▸ TASKS TO PERFORM:
(1) In the page on Mahler's Ninth Symphony, reproduce word for word the part that opens with the words containing "(00:00) Coming on" and closes with "he found solace.".
(2) According to the page on Mahler's Ninth Symphony, where was the 2019 concert held?
(3) Write what comes next in the page on Mahler's Ninth Symphony, continuing from its final sentence.

▸ PAGE EXTRACT:
# # # # # # #
Mahler: Symphony No. 9 | Semyon Bychkov and the Czech Philharmonic
Caught between a lust for life and fear of death: Gustav Mahler’s Symphony No. 9 in D Major is his last completed musical work. His ’Ninth’ is considered by many the Austrian composer’s most brilliant work – almost a preparation of his musical legacy, in which he already anticipates his own farewell. In this 2019 concert at the Rudolfinum in Prague, Symphony No. 9 in D Major is performed by the Czech Philharmonic, conducted by Semyon Bychkov.
(00:00) Coming on stage
(00:31) I. Andante comodo
(29:50) II. Im Tempo eines gemächlichen Ländlers. Etwas täppisch und sehr derb
(46:02) III. Rondo – Burleske. Allegro assai. Sehr trotzig
(59:20) IV. Adagio. Sehr langsam und noch zurückhaltend
The ninth symphony Gustav Mahler (1860 – 1911) composed actually ought to have been his tenth. That things turned out as they did owes itself primarily to the fateful events of 1907 – a low point in Mahler’s life. His older daughter Maria Anna died of diphtheria at just four years old, his relationship to his wife Alma was turbulent, and he himself was diagnosed with an incurable heart disease and was terrified of death. Not even his career gave him strength; on the contrary, after an anti-Semitic press campaign against him, Mahler was forced to resign from his post as director of the Vienna Court Opera. It was in music alone that he found solace.
In 1908, he began composing Das Lied der Erde based on a collection of poems about the beginning and end of earthly existence, adapted from translation from their original Chinese by Hans Bethge. In effect, the six-movement work should have become his ninth symphony – but the gravely ill, superstitious Mahler wouldn’t have it! Both Beethoven and Bruckner had died shortly after or during the work on their respective ninth symphonies, after all. He was, incidentally, by no means alone in this: Even Arnold Schoenberg once said that whoever had wrote a ninth symphony was surely on the brink of death.
# # # # # # #
[Data entries]
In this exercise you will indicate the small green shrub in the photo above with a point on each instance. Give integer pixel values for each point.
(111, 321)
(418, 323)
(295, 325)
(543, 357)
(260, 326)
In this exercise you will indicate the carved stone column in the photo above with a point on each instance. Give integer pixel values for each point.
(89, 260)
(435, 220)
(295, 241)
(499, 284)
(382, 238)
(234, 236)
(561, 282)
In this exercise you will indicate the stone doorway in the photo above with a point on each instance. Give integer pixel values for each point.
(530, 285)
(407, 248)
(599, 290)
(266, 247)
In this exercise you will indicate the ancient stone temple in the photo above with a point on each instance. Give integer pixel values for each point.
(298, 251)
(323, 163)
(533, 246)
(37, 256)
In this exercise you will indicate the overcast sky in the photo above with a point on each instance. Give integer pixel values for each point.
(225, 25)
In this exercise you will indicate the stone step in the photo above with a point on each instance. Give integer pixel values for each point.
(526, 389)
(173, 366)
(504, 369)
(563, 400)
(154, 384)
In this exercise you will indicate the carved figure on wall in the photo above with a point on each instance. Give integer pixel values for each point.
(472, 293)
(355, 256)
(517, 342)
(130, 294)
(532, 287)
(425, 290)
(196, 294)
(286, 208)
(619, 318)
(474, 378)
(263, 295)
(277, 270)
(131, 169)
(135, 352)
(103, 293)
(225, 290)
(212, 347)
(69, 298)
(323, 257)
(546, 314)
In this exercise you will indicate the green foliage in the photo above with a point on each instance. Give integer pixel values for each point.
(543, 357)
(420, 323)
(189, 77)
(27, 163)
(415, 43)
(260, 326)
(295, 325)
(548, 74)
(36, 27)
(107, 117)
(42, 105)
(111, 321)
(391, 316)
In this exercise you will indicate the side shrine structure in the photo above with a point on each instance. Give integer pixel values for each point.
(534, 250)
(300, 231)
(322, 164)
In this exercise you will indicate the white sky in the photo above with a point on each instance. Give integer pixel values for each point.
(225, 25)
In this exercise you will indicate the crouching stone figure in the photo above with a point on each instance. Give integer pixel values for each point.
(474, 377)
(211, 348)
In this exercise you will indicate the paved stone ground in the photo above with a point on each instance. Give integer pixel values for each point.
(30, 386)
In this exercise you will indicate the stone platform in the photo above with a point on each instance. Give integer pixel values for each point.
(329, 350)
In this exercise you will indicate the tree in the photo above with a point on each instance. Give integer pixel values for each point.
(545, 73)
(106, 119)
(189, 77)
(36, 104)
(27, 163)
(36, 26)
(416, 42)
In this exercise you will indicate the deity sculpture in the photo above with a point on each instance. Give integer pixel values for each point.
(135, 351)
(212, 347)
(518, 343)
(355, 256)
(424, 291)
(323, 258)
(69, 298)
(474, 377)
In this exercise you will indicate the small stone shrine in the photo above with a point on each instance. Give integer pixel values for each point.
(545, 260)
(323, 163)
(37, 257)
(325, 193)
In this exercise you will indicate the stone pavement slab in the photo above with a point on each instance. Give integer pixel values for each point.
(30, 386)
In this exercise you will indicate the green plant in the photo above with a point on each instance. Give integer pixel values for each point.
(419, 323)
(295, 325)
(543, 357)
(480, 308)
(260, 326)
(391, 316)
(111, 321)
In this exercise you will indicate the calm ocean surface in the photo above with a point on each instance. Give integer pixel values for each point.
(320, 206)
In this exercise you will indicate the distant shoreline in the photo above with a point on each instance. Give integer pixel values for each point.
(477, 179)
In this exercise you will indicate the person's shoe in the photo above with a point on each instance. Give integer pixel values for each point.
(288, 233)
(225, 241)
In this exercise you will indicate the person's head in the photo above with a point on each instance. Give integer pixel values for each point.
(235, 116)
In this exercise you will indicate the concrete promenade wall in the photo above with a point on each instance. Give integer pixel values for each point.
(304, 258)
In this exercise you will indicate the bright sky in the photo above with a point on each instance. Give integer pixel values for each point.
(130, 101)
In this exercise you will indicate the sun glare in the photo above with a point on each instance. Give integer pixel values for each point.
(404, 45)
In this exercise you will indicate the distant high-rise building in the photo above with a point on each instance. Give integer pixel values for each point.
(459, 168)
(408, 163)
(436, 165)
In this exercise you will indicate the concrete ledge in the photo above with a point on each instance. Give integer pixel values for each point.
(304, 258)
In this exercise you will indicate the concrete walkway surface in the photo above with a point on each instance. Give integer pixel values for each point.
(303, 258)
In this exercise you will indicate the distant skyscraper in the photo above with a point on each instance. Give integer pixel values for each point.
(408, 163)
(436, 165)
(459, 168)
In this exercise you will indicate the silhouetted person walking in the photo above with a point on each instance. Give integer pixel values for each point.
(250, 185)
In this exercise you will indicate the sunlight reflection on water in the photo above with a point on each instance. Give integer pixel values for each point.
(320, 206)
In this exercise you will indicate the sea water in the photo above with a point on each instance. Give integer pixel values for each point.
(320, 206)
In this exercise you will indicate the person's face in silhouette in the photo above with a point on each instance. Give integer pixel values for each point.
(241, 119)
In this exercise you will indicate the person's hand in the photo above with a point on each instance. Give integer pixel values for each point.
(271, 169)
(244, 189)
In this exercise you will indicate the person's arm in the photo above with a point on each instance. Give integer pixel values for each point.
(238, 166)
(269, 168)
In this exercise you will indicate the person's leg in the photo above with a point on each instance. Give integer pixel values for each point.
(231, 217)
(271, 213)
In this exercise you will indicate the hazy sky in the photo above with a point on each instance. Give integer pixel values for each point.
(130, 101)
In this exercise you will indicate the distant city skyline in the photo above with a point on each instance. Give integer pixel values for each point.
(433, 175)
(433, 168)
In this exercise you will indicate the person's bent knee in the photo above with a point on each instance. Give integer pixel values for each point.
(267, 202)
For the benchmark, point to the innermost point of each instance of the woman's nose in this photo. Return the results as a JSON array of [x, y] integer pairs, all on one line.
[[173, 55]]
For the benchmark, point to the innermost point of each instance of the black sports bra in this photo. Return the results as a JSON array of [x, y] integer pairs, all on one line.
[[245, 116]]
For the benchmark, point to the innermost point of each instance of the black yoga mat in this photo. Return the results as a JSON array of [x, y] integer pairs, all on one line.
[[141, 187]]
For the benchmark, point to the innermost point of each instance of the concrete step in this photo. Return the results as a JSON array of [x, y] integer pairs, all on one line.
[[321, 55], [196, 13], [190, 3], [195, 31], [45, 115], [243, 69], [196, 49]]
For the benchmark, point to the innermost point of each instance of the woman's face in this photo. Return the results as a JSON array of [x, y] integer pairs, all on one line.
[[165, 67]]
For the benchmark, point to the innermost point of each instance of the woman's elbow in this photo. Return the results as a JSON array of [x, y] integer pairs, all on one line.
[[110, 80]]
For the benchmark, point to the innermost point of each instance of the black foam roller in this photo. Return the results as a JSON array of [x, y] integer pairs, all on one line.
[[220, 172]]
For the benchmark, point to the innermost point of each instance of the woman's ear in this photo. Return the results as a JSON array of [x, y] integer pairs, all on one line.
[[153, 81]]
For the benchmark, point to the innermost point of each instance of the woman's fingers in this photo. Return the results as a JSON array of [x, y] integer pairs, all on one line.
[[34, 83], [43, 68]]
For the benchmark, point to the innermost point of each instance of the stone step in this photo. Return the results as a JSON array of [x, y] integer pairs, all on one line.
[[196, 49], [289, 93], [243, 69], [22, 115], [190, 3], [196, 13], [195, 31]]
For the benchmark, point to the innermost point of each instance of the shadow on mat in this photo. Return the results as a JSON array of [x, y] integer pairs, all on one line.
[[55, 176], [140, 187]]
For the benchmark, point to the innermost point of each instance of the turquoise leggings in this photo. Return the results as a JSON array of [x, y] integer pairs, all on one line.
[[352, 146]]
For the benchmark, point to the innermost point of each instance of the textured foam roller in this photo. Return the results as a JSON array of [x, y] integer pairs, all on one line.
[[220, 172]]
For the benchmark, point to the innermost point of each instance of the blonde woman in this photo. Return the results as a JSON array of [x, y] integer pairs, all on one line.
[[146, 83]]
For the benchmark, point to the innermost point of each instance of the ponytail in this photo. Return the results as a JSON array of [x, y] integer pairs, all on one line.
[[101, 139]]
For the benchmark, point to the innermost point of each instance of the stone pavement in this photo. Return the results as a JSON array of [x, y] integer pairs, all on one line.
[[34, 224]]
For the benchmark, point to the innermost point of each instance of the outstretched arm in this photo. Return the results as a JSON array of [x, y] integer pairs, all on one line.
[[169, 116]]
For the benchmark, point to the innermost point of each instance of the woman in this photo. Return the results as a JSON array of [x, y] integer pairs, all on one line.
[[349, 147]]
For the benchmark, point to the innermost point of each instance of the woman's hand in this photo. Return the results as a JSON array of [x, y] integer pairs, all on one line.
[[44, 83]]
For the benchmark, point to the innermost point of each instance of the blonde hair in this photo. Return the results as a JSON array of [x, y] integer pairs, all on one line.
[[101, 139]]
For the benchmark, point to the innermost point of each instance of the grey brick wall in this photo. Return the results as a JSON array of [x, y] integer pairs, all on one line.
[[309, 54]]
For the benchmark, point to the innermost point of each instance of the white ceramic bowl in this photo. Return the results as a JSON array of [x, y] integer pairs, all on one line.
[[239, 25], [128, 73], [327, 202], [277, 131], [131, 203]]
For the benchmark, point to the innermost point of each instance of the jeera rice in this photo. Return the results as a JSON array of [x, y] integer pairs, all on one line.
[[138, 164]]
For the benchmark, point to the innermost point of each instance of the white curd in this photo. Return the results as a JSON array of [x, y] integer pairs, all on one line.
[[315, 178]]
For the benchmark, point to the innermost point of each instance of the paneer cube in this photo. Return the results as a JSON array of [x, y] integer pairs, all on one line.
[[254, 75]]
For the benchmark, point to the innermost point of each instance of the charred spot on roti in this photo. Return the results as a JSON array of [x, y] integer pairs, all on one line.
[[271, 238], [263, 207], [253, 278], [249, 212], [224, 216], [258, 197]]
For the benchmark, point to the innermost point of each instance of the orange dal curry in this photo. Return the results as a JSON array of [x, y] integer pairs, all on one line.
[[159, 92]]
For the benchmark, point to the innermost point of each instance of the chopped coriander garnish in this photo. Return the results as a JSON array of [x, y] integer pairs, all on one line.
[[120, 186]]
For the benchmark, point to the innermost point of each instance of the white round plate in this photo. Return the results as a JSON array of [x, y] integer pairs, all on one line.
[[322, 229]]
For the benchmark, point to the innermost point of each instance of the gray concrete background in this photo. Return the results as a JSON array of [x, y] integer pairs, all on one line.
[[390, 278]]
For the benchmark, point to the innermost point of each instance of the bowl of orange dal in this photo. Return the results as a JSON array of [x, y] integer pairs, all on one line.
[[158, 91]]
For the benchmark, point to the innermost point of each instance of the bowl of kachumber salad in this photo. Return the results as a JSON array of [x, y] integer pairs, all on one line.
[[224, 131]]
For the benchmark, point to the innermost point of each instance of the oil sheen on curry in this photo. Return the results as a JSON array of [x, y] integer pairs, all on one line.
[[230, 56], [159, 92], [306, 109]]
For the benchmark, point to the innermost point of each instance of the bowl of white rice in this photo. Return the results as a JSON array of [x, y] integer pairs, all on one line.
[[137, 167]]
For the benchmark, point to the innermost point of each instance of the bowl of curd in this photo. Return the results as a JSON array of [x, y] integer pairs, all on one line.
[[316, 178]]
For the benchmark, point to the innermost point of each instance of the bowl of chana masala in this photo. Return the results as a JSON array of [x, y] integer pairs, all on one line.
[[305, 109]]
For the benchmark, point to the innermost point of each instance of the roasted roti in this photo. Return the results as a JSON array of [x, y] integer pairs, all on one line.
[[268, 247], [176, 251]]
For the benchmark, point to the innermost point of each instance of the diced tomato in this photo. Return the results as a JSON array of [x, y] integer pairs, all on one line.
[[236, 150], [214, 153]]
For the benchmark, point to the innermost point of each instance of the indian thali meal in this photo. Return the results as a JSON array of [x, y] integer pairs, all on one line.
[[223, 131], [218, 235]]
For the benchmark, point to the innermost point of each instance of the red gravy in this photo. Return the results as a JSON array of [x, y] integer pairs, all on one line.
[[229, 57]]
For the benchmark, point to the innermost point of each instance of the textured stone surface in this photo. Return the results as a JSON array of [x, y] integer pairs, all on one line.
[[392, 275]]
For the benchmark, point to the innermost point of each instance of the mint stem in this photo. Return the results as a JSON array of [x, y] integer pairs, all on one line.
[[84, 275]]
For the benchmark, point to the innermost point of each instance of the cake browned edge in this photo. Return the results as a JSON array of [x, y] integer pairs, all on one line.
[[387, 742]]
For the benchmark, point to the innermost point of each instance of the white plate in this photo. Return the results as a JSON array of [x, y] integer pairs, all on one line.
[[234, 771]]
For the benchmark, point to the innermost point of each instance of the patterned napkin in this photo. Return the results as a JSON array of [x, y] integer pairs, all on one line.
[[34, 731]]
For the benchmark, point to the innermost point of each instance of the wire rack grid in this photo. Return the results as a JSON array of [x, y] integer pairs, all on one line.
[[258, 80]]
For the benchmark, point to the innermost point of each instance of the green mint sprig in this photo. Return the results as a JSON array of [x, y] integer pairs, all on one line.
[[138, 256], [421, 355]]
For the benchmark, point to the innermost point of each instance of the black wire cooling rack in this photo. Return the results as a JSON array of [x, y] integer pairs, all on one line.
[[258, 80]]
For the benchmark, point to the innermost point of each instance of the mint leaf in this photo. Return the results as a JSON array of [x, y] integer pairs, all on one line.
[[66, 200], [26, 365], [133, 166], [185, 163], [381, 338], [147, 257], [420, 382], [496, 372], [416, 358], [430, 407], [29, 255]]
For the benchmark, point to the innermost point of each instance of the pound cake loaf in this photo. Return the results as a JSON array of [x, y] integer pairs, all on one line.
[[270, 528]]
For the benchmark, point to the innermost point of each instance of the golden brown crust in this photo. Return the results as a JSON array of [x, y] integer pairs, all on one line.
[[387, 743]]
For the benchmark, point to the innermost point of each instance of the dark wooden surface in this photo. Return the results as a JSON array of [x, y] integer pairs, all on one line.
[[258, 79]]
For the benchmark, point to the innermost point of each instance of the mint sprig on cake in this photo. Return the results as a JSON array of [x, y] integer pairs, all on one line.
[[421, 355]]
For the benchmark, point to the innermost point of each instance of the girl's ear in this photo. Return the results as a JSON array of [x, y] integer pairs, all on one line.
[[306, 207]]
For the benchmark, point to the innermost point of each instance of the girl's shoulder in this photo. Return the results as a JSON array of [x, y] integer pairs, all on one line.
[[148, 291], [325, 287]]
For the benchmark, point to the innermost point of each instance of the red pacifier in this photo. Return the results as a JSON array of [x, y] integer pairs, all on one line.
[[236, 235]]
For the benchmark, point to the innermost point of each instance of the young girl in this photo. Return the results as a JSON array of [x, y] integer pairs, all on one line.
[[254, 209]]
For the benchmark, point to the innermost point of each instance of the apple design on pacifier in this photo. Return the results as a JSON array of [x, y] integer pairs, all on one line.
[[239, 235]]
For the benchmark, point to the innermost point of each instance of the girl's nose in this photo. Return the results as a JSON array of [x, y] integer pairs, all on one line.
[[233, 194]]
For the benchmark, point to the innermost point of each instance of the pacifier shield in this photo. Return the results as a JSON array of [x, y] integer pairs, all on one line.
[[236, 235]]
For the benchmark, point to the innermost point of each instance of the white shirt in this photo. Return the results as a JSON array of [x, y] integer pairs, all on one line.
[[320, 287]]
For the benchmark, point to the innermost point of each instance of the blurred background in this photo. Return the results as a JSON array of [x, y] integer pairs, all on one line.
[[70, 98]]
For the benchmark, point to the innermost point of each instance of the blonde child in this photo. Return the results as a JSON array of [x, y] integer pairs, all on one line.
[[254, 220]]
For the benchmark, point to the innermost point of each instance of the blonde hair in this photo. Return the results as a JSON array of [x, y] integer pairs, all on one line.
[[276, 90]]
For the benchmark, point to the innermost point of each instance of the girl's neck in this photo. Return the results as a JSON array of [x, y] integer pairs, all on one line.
# # # # # # #
▸ WRITTEN RESPONSES:
(1)
(00:00) Coming on stage
(00:31) I. Andante comodo
(29:50) II. Im Tempo eines gemächlichen Ländlers. Etwas täppisch und sehr derb
(46:02) III. Rondo – Burleske. Allegro assai. Sehr trotzig
(59:20) IV. Adagio. Sehr langsam und noch zurückhaltend
The ninth symphony Gustav Mahler (1860 – 1911) composed actually ought to have been his tenth. That things turned out as they did owes itself primarily to the fateful events of 1907 – a low point in Mahler’s life. His older daughter Maria Anna died of diphtheria at just four years old, his relationship to his wife Alma was turbulent, and he himself was diagnosed with an incurable heart disease and was terrified of death. Not even his career gave him strength; on the contrary, after an anti-Semitic press campaign against him, Mahler was forced to resign from his post as director of the Vienna Court Opera. It was in music alone that he found solace.

(2) At the Rudolfinum in Prague.

(3)
Perhaps Mahler was in better spirits by 1909? Perhaps he wanted to face his fears? Whatever the cause, when he completed another four-movement work in 1910, he had no qualms in calling it his ’Ninth Symphony in D Major’. The grand themes of Das Lied der Erde are continued here: The farewell to life, the meaning of existence, dying, the redemption of this world – but also love, joy and pain. Earthly tragedy meets divine rapture.
Quite unlike his opulent eighth symphony, in the ninth symphony Mahler uses a very small orchestra by his standards, thereby eschewing the ’mass of sound’ characteristic of the late Romantic period. As such, the symphony is oft thought of in musicology as a swan song to the age of Romanticism, and the beginning of modernism – embodying as it does both a farewell, and a departure. For Mahler himself, this symphony would literally become the finale of his life in music. He did not live to see the Vienna premiere conducted by Bruno Walter on June 26, 1912. Mahler passed away on May 18, 1911, aged 50.
The Czech Philharmonic enjoys a long tradition and worldwide acclaim – their trademark characteristic being their ’soft sound’. The orchestra’s home stage is Prague’s Rudolfinum concert hall, with their first ever concert given there on January 4, 1896; a program of works by Antonín Dvořák, conducted by the composer himself. In a 2006 music critic survey conducted by the French music magazine Le Monde de la musique, the Czech Philharmonic ranked amongst Europe’s ten best orchestras, and in 2008 the British magazine Gramophone named it among the 20 best orchestras in the world.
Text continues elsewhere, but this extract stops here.